SELECTED PASSAGE:
Sunday, February 16, 2014

February 16 Is a Day I Will Always Remember

Eighteen years ago today it snowed. Ten  inches. I had reservations on a flight to Orlando to attend my magazine’s largest annual conference, SPECS. I never made it down to Florida. Yes, the airline canceled my flight. But even if it had taken off I would have remained on the ground. Two hours before my scheduled departure time I received a call informing me my mother had died.

Eighteen years. In Hebrew, letters are assigned a numerical equivalent. Eighteen is a combination of a chet for eight and a yud for ten. As a word the letters spell out the word chai. It means alive, living.

Though she probably would not classify herself as one, my mom was an early liberated woman. She worked from the time she graduated from high school in 1936. She was, in the vernacular of the time, a full-charge bookkeeper. She could easily have been a CPA. As a young woman she was sassy and strong-willed. She also was quite handsome. That is, when she took the time to tame her frizzy hair. After marrying my father in 1942 she became more than just a partner in his home. She became his business partner as well. She took care of the office while he ran the factory where they produced half-slips and panties and, in the latter years, t-shirts.

REQUIREMENT 1: In the post about February 16, what links the number eighteen to the Hebrew word chai?
REQUIREMENT 2: Continue the post about February 16 from its last sentence.

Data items
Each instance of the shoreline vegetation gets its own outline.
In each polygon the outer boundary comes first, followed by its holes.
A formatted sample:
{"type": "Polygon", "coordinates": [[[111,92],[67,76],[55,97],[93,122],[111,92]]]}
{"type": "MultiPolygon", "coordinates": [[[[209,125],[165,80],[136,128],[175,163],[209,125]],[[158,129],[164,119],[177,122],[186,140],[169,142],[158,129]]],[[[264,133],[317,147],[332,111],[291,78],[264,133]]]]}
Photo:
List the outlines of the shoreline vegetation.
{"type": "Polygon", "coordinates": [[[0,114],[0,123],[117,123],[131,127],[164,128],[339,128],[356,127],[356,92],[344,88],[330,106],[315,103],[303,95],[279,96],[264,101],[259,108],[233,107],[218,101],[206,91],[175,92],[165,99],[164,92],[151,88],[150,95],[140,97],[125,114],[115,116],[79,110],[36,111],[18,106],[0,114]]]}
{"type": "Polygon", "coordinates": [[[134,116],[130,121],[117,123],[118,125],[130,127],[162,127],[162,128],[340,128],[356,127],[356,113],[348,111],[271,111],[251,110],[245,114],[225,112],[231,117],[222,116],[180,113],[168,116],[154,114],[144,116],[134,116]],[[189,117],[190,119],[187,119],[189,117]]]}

WRITTEN ANSWER 1: In Hebrew, each letter has a numerical value, and eighteen is made of a chet (eight) and a yud (ten). Together those two letters spell chai, which means alive or living.

WRITTEN ANSWER 2:
In her eulogy back in 1996 my sister noted how our mother was not a 1950s stay-at-home type like those of our friends. Mom used to say my feeble eating habits as a toddler drove her back to work, but the reality is, she could not be content sitting at home, though she still remained active in the PTA and sisterhood of her synagogue and our elementary school. She was a good cook of Jewish cuisine (Dan particularly loved her chicken soup with noodles) and a gracious host for Rosh Hashanah and Passover meals that could number as many as 40 guests. She left Thanksgiving chores to one of her sisters, like her, liberated working women.

She wasn't afraid to travel by herself. In the summer of 1957 she journeyed to Israel, Italy and France by herself as our parents could not close the factory to vacation together for extended periods of time. As I looked at film of her trip I was amazed to realize she was just 40 that summer.

She instilled culture into her children. Every year she would take us to an opera at the Met. She'd also take us to a Broadway show. We would accompany our parents on weekends in the Catskills or Lakewood. She taught my brother and me to play ball. She took us to baseball games.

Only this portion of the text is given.